### Task description:
Beginning with the line that contains "Pick out the green seed" and ending with the last line of the records, write out each line exactly and omit the pictures.

-------- Task input --------

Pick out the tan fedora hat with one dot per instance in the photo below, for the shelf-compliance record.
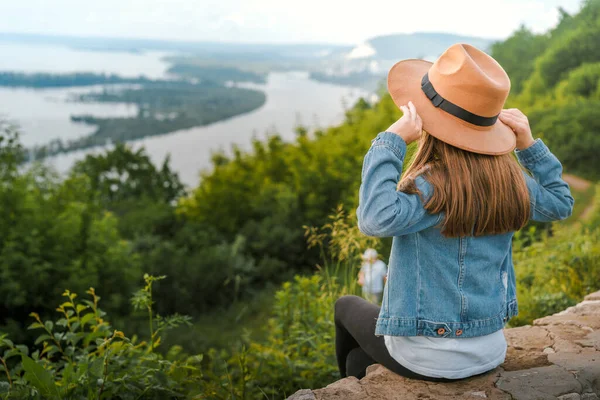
(458, 97)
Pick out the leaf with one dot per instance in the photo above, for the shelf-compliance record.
(40, 378)
(23, 349)
(35, 325)
(81, 307)
(97, 367)
(86, 318)
(41, 338)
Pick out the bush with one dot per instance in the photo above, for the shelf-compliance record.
(82, 356)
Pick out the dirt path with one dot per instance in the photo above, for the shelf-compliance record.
(576, 182)
(580, 185)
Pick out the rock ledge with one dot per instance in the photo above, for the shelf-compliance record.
(558, 357)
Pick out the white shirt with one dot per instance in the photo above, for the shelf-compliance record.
(449, 358)
(373, 276)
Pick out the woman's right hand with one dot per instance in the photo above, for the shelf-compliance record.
(519, 123)
(409, 126)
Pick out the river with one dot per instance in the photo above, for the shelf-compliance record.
(292, 99)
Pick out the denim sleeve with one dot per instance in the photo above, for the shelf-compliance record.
(382, 210)
(549, 195)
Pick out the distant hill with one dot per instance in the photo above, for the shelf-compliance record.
(420, 45)
(264, 51)
(366, 64)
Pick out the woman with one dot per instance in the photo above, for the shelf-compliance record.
(451, 281)
(372, 276)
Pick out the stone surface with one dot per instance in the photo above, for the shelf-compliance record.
(558, 357)
(570, 396)
(304, 394)
(539, 383)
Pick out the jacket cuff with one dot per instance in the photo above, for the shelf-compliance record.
(392, 141)
(533, 153)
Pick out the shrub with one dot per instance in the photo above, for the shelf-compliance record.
(81, 356)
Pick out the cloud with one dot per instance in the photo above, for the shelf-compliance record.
(276, 20)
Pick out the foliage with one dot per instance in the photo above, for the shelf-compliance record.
(557, 271)
(555, 80)
(52, 237)
(81, 356)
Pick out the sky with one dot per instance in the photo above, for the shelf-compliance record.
(277, 21)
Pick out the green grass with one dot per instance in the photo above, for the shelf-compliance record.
(583, 199)
(224, 327)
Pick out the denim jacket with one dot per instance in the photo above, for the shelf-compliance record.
(439, 286)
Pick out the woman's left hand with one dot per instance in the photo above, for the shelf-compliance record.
(409, 126)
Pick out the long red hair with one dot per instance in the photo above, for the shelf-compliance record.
(479, 194)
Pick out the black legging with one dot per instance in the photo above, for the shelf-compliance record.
(356, 345)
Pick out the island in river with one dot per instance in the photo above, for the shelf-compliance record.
(163, 105)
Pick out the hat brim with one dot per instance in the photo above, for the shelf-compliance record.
(404, 85)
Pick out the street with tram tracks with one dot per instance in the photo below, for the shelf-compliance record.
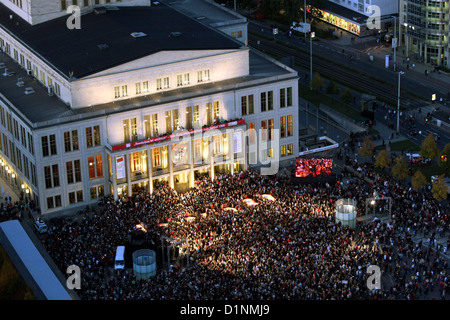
(351, 73)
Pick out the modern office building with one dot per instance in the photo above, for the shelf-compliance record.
(426, 28)
(352, 15)
(130, 100)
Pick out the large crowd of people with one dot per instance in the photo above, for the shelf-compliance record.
(285, 247)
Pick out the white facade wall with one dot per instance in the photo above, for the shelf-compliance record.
(62, 157)
(99, 88)
(362, 6)
(26, 150)
(38, 11)
(32, 61)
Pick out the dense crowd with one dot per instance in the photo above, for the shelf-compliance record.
(289, 247)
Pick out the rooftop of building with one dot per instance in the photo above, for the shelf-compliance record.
(39, 110)
(344, 12)
(206, 11)
(105, 39)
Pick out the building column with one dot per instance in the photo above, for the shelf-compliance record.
(114, 176)
(211, 157)
(169, 162)
(128, 166)
(407, 45)
(231, 150)
(191, 164)
(150, 170)
(425, 54)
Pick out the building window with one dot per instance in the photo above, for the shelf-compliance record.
(290, 149)
(216, 110)
(251, 133)
(159, 84)
(75, 196)
(71, 140)
(209, 114)
(73, 171)
(95, 167)
(289, 96)
(264, 130)
(97, 192)
(196, 115)
(54, 202)
(145, 86)
(51, 176)
(92, 136)
(290, 126)
(236, 34)
(166, 83)
(155, 130)
(33, 174)
(30, 143)
(124, 90)
(283, 151)
(188, 118)
(147, 126)
(263, 102)
(203, 75)
(23, 136)
(138, 88)
(116, 92)
(282, 98)
(16, 129)
(270, 100)
(176, 120)
(244, 105)
(271, 127)
(48, 145)
(134, 135)
(282, 127)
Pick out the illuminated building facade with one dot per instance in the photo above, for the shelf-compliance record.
(426, 27)
(352, 15)
(129, 101)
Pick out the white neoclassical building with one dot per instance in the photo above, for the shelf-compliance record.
(140, 94)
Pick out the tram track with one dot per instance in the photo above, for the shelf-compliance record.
(354, 79)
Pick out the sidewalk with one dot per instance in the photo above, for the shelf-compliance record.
(367, 46)
(8, 191)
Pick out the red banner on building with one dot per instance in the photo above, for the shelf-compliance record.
(177, 134)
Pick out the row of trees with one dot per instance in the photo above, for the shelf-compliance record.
(401, 171)
(332, 89)
(289, 11)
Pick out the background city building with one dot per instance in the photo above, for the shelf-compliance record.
(426, 25)
(130, 100)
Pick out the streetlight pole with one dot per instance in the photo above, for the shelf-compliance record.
(398, 102)
(396, 40)
(311, 35)
(305, 20)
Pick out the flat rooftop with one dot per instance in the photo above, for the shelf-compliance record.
(105, 41)
(42, 110)
(207, 12)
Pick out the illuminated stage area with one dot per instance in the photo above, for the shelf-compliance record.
(241, 236)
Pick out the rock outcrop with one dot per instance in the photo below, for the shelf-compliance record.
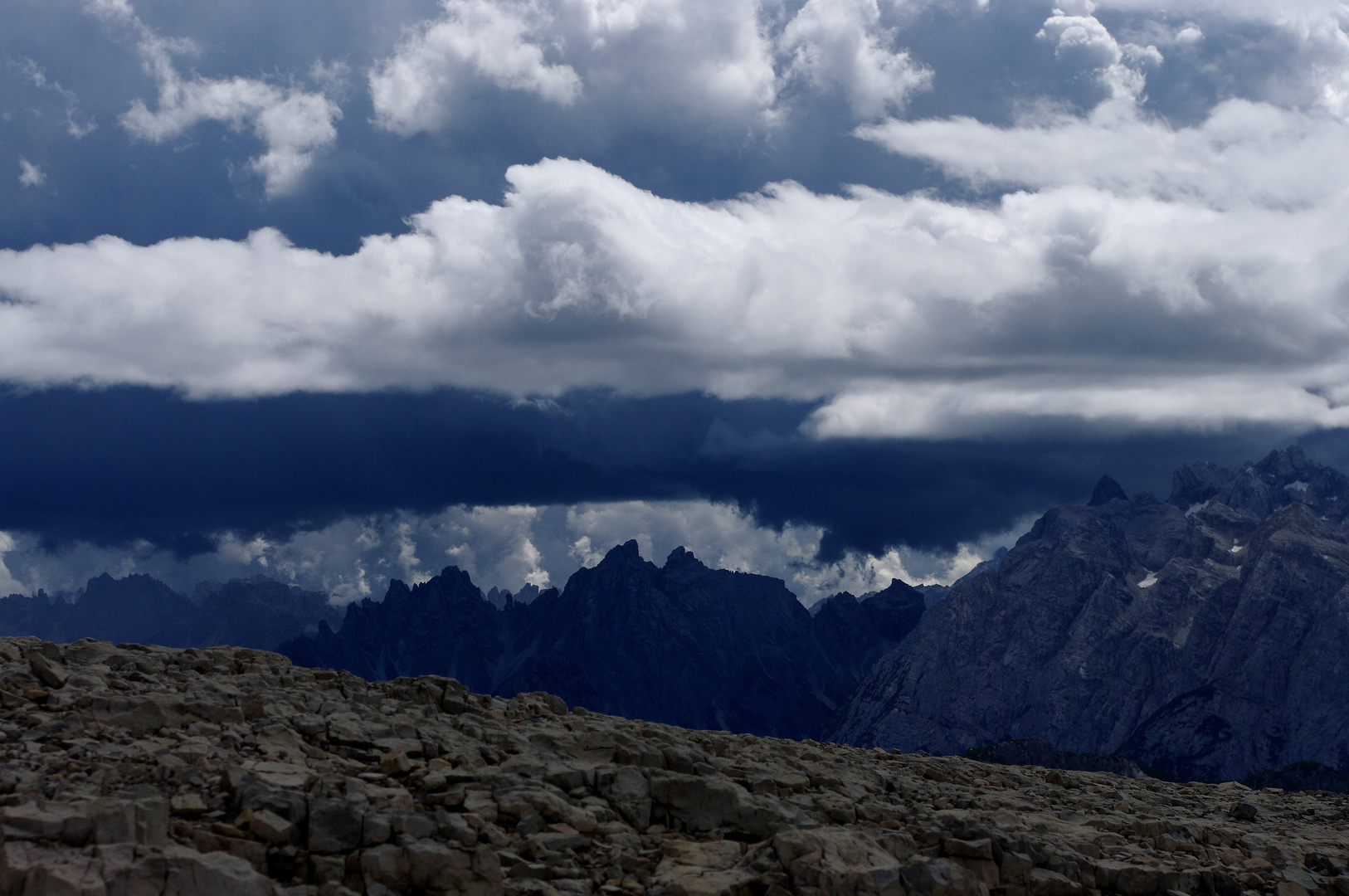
(680, 644)
(1040, 752)
(256, 613)
(1204, 637)
(155, 772)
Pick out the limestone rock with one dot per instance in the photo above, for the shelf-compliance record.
(519, 798)
(1202, 637)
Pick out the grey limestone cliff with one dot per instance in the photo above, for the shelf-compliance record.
(1204, 635)
(681, 644)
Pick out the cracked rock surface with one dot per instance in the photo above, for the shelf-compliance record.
(149, 771)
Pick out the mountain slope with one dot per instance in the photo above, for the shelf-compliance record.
(1200, 637)
(138, 609)
(680, 644)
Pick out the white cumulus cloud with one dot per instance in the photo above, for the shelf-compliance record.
(32, 174)
(504, 547)
(290, 122)
(659, 64)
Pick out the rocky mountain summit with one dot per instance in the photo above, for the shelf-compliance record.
(256, 613)
(230, 772)
(1204, 637)
(681, 644)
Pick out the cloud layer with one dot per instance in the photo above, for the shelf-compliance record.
(504, 547)
(887, 271)
(290, 122)
(1127, 271)
(660, 65)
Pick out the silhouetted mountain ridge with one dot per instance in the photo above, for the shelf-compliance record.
(681, 644)
(251, 613)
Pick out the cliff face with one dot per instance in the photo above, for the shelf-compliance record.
(680, 644)
(230, 772)
(1200, 639)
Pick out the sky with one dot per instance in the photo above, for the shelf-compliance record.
(833, 290)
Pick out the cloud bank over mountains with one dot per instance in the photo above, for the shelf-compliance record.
(1128, 271)
(913, 223)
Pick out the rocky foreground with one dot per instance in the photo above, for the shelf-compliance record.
(137, 771)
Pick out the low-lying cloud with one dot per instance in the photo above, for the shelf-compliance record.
(670, 66)
(504, 547)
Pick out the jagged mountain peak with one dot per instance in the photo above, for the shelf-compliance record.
(1105, 491)
(1200, 637)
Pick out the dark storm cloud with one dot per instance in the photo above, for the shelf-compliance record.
(123, 465)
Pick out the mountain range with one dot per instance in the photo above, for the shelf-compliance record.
(1200, 637)
(681, 643)
(1205, 635)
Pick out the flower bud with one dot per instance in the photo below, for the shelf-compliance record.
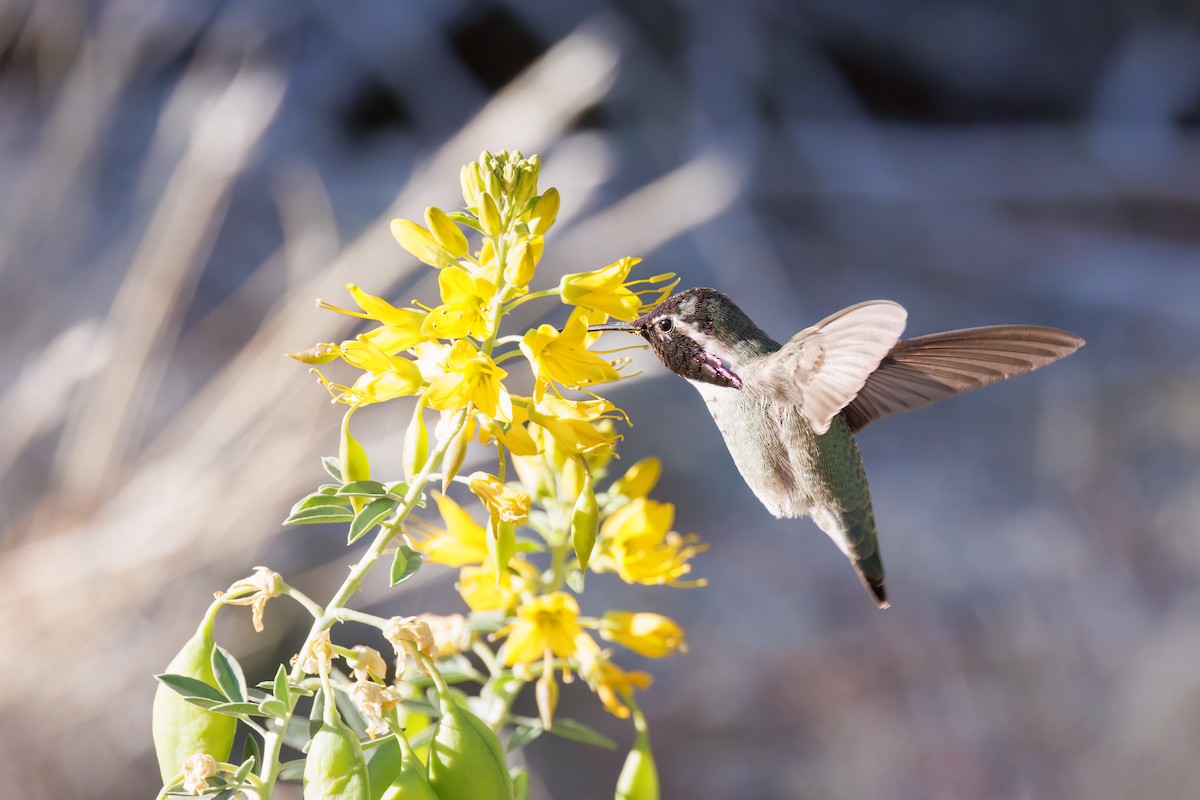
(355, 465)
(526, 184)
(490, 216)
(181, 729)
(520, 264)
(639, 480)
(466, 759)
(417, 444)
(197, 771)
(545, 212)
(547, 697)
(445, 232)
(492, 186)
(454, 456)
(420, 242)
(585, 523)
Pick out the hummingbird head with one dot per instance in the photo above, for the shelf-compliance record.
(699, 335)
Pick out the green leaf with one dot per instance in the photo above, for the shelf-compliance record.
(191, 687)
(466, 220)
(333, 465)
(319, 513)
(318, 499)
(237, 709)
(575, 731)
(423, 738)
(297, 734)
(228, 674)
(420, 707)
(292, 770)
(274, 708)
(405, 564)
(397, 489)
(246, 765)
(363, 489)
(523, 735)
(204, 702)
(281, 689)
(371, 516)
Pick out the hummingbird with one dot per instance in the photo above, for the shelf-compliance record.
(789, 413)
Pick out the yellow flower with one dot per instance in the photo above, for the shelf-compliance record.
(637, 543)
(401, 378)
(480, 591)
(653, 636)
(401, 328)
(503, 501)
(562, 356)
(514, 435)
(420, 242)
(461, 542)
(606, 290)
(549, 623)
(610, 681)
(469, 377)
(465, 306)
(571, 423)
(639, 480)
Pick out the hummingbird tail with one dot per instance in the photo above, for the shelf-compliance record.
(870, 571)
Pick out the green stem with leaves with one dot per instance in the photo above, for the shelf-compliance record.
(273, 741)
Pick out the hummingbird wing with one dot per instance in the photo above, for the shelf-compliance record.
(928, 368)
(832, 360)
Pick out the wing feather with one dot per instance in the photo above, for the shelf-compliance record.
(928, 368)
(832, 360)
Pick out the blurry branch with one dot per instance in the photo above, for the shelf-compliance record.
(83, 110)
(160, 282)
(205, 486)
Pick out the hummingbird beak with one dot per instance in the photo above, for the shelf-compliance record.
(616, 326)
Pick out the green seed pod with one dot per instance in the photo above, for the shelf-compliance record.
(417, 444)
(181, 729)
(640, 777)
(585, 523)
(335, 768)
(466, 758)
(490, 216)
(520, 783)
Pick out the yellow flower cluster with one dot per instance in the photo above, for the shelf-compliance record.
(449, 358)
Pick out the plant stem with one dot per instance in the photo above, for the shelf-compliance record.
(273, 741)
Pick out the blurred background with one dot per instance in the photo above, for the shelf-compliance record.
(183, 179)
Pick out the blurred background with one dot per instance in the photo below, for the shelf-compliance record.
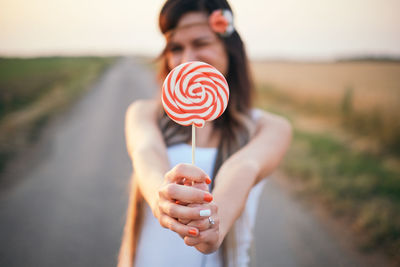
(69, 69)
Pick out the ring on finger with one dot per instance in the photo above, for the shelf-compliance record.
(211, 221)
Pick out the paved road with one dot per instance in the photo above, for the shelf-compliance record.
(68, 209)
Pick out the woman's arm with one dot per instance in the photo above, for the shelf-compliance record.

--------

### Written solution:
Pick out the green seed pod with one dot per instance in the photo above, for the shelf-compliance record.
(417, 444)
(181, 729)
(640, 777)
(585, 523)
(335, 768)
(466, 758)
(490, 216)
(520, 783)
Pick out the yellow flower cluster with one dot per instance in the photo above, for the shelf-compliance record.
(449, 358)
Pick out the plant stem with one dot per instance in the photo above, for the shelf-compliance record.
(273, 741)
Pick out the blurred background with one dot per instance in the photo above, for the shelf-compliance record.
(183, 179)
Pick out the blurred background with one dot per instance in the photo below, for the shelf-compliance record.
(69, 69)
Pick out the ring on finger with one dot per instance in the photo above, for the shelf-compliance record.
(211, 221)
Pick out the paved road with one dot per instance in the photo above, for the shelf-compliance record.
(68, 209)
Pick out the woman's arm with one dot per instance in the photo above, for the shelf-compliance record.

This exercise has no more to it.